* **Stated problem**
Which lines of the data below contain the word "flower"? Gather every one of them and copy each line in full.

* **Record extracts**
:::::
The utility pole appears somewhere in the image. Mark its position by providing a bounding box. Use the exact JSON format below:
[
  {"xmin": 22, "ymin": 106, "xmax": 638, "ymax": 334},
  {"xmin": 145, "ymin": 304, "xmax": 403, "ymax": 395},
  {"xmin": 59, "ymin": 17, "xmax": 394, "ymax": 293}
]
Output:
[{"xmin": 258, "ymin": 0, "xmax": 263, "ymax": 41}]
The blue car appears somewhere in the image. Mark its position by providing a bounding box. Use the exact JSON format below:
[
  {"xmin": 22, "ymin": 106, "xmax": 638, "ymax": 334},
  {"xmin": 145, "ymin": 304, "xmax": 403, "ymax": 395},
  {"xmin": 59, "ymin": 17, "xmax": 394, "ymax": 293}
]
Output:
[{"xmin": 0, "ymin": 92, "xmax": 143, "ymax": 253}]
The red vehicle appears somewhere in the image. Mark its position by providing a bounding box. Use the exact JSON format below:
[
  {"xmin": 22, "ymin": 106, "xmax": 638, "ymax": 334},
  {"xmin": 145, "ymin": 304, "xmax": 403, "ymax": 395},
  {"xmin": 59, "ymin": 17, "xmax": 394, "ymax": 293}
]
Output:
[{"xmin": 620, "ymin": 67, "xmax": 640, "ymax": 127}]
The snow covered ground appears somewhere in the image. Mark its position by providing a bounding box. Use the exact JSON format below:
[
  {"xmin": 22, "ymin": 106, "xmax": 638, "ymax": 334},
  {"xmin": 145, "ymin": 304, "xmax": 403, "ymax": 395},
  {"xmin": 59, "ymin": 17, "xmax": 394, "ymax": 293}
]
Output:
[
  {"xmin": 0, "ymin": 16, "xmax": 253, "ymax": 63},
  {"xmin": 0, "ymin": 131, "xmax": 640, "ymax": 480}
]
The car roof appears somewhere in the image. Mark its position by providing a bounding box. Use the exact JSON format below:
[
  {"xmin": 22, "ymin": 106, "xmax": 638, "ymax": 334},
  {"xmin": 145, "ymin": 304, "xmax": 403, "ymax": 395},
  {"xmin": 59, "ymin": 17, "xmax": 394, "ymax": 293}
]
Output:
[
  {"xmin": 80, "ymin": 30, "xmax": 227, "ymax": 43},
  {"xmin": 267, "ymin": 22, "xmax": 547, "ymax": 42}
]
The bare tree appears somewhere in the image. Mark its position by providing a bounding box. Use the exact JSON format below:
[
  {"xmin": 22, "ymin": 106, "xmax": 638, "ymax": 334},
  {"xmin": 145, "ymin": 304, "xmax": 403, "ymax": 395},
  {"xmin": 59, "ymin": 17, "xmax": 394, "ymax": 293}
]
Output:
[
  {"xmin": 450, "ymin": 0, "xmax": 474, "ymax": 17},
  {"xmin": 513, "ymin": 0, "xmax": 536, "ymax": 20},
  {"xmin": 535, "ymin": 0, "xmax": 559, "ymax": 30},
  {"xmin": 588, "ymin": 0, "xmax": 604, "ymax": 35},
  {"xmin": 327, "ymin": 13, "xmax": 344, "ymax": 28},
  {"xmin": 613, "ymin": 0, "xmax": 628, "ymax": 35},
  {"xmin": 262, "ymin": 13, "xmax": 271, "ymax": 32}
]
:::::
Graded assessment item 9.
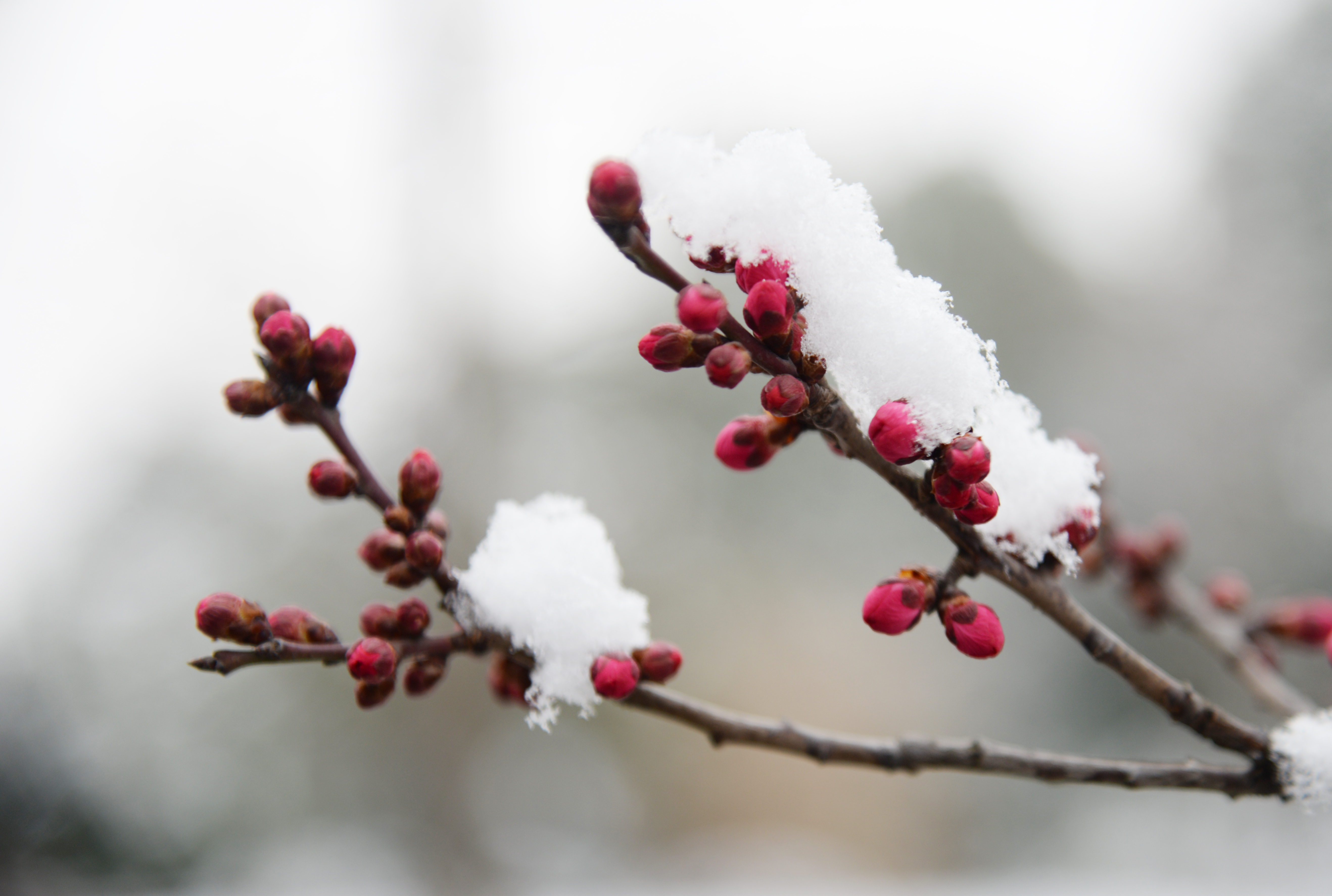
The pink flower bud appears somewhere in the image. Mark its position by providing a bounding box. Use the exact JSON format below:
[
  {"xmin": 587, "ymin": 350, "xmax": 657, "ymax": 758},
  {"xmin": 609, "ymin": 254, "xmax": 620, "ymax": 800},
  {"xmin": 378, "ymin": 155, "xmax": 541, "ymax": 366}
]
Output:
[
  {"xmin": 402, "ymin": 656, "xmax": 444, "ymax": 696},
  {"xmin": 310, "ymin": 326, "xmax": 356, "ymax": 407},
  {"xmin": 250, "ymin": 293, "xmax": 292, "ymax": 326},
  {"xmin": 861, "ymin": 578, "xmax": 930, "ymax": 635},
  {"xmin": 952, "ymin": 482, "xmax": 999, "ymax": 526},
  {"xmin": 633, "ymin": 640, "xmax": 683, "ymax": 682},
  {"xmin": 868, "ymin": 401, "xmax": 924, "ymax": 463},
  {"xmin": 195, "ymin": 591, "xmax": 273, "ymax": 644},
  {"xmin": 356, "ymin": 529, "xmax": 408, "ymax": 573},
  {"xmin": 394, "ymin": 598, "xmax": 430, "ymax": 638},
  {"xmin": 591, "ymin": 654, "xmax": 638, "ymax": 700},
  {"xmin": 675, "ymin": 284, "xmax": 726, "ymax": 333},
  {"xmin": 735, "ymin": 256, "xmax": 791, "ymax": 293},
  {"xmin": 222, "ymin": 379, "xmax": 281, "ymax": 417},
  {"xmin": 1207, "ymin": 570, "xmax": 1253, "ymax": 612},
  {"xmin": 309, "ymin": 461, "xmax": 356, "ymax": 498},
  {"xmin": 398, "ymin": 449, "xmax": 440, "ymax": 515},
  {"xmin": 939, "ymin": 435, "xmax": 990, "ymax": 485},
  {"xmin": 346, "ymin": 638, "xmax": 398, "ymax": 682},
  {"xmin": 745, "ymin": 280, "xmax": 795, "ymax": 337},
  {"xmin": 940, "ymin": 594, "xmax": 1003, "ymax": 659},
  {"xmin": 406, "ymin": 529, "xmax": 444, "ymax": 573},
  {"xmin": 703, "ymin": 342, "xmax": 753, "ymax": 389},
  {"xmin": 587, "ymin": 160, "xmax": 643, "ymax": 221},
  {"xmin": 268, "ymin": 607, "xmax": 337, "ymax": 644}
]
:::::
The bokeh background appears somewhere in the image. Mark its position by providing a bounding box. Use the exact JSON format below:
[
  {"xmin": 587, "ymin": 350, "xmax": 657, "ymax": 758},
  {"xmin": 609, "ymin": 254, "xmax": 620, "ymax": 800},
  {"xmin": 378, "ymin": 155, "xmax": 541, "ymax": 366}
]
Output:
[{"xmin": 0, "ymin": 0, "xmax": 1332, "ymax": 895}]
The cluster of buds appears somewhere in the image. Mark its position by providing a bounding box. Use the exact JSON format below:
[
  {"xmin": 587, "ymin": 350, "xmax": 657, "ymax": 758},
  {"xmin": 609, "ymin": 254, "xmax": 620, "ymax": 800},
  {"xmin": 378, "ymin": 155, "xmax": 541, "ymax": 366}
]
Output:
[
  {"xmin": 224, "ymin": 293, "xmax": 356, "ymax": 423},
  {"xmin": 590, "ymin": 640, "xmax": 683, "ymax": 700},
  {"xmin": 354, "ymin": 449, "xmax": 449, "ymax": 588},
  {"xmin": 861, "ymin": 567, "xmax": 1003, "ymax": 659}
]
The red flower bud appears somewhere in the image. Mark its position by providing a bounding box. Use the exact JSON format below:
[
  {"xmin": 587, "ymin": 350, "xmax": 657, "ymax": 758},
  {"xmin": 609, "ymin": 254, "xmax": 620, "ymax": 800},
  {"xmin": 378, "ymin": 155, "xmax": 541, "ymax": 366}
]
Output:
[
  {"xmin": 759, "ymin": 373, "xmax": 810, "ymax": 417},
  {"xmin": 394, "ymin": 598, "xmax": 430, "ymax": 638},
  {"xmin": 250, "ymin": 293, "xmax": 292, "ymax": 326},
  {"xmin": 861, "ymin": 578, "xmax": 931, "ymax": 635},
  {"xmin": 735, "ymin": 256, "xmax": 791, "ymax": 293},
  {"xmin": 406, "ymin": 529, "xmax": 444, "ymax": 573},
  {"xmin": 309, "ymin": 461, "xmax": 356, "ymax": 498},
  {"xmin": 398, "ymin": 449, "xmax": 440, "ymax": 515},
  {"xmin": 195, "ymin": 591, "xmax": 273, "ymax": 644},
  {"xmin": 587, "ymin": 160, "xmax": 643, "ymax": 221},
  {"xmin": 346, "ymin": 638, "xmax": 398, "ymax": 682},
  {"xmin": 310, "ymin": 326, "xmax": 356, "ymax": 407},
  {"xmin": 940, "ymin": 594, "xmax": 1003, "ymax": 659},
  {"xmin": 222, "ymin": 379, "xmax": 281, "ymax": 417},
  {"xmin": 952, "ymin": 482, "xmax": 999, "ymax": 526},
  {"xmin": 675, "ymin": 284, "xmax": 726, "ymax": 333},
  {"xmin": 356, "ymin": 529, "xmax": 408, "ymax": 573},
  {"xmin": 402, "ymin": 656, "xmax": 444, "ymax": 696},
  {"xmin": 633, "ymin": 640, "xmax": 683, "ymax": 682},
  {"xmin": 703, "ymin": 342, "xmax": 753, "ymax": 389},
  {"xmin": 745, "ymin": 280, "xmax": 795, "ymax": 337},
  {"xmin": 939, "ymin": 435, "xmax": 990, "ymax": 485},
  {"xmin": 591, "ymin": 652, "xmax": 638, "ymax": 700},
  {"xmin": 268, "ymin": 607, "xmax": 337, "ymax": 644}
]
:::::
* **Written response**
The pink flower bud appears somewhere in the image. Mark its position by providing a bounding box. Use the exact JSON format below:
The red flower bud appears somewhere in the image. Mark its position by providing a bounding box. Use the exact JSON format below:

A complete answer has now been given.